WORK INSTRUCTIONS: Only one stretch of the data below is wanted: the lines starting at the one with "positive clicks: (1042, 553) (1038, 735)" and ending at the one with "box: [700, 182, 861, 387]", both included, given again exactly.

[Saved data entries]
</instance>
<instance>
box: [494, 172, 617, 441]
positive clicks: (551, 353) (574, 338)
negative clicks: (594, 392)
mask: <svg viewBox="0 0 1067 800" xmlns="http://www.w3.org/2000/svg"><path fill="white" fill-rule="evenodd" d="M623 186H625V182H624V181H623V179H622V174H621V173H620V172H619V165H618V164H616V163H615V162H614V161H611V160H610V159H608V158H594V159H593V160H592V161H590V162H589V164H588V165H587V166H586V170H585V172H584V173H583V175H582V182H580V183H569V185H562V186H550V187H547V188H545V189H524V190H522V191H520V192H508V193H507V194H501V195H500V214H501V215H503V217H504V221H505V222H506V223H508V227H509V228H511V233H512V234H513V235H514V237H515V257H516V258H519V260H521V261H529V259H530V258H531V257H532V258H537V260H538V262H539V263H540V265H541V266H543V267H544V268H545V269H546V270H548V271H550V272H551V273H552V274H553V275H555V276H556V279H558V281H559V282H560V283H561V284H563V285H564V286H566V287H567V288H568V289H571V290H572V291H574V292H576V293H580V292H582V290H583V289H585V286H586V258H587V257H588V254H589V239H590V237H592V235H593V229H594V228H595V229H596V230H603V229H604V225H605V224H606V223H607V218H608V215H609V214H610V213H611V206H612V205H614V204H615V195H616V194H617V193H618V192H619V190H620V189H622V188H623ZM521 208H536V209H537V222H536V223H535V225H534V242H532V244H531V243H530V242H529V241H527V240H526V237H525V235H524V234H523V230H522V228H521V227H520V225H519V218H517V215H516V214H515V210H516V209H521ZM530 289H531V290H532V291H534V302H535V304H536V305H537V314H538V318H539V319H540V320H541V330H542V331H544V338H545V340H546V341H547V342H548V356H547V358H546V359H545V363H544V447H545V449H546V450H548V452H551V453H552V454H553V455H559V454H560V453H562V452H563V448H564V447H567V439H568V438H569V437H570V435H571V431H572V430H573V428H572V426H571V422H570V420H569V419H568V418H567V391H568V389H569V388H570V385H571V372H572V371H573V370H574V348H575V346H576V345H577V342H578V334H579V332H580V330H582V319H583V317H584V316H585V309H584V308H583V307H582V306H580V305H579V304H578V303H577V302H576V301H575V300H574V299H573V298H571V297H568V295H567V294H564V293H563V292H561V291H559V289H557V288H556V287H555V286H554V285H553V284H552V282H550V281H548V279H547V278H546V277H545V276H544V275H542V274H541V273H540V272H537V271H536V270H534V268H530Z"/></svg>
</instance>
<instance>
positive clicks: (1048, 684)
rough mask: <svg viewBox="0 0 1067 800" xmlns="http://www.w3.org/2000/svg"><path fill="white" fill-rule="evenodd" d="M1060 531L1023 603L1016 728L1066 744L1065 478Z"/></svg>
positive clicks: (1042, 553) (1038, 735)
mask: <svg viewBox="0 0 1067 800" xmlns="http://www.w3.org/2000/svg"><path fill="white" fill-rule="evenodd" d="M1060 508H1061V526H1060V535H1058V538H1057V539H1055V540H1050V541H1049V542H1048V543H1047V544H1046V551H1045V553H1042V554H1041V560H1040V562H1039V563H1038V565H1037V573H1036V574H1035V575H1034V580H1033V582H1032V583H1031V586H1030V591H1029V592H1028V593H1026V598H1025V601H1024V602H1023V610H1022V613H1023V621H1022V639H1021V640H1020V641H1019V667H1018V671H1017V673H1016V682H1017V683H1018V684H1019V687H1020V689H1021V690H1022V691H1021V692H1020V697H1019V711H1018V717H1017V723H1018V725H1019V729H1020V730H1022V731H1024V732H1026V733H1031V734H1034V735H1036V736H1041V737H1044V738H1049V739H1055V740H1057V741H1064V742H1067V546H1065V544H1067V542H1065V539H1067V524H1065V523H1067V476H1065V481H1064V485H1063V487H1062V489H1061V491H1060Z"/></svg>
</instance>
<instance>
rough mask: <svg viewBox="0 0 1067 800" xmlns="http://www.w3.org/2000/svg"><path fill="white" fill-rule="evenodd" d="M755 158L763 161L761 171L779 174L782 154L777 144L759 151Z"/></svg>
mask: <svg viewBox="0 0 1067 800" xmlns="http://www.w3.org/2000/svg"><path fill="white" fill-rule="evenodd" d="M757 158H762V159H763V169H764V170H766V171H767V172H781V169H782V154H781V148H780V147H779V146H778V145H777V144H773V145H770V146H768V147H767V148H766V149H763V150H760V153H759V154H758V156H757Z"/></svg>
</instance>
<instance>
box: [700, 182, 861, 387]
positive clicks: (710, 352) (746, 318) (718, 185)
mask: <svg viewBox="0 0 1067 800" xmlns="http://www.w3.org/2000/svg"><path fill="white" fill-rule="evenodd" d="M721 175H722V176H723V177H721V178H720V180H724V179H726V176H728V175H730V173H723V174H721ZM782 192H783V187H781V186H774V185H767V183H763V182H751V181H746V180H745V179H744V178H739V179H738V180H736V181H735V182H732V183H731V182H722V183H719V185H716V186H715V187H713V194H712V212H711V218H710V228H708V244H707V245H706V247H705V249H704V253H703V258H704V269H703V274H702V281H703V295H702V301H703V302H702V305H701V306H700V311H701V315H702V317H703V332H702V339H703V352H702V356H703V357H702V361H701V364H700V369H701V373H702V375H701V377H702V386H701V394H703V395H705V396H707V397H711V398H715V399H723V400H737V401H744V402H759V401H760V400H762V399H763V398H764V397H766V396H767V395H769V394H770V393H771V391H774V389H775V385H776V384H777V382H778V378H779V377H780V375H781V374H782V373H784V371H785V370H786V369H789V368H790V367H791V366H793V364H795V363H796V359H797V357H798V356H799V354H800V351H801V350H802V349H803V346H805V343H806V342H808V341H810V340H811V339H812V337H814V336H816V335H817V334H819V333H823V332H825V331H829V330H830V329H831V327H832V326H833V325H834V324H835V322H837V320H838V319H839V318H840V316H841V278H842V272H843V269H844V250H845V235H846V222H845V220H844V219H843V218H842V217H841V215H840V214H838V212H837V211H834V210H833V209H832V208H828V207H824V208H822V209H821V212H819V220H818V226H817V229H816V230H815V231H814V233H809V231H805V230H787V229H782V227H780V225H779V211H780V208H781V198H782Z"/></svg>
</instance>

TASK OUTPUT:
positive clicks: (1042, 553) (1038, 735)
mask: <svg viewBox="0 0 1067 800" xmlns="http://www.w3.org/2000/svg"><path fill="white" fill-rule="evenodd" d="M1060 508H1061V526H1060V535H1058V538H1057V539H1055V540H1050V541H1049V542H1048V543H1047V544H1046V551H1045V553H1042V554H1041V560H1040V562H1039V563H1038V565H1037V573H1036V574H1035V575H1034V580H1033V582H1032V583H1031V586H1030V591H1029V592H1028V593H1026V598H1025V601H1024V602H1023V610H1022V613H1023V621H1022V639H1021V640H1020V641H1019V667H1018V671H1017V673H1016V682H1017V683H1018V684H1019V687H1020V689H1021V690H1022V691H1021V692H1020V697H1019V711H1018V717H1017V723H1018V725H1019V729H1020V730H1022V731H1024V732H1026V733H1031V734H1034V735H1036V736H1041V737H1044V738H1049V739H1055V740H1057V741H1064V742H1067V546H1065V544H1067V542H1065V539H1067V524H1065V523H1067V476H1065V481H1064V485H1063V487H1062V489H1061V491H1060Z"/></svg>
</instance>
<instance>
rough mask: <svg viewBox="0 0 1067 800" xmlns="http://www.w3.org/2000/svg"><path fill="white" fill-rule="evenodd" d="M755 158L763 161L761 171L779 174L782 154L777 144L759 151Z"/></svg>
mask: <svg viewBox="0 0 1067 800" xmlns="http://www.w3.org/2000/svg"><path fill="white" fill-rule="evenodd" d="M757 158H762V159H763V169H764V170H766V171H767V172H781V169H782V154H781V148H780V147H779V146H778V145H777V144H773V145H770V146H768V147H767V148H766V149H763V150H760V153H759V154H758V156H757Z"/></svg>
</instance>
<instance>
box: [700, 182, 861, 387]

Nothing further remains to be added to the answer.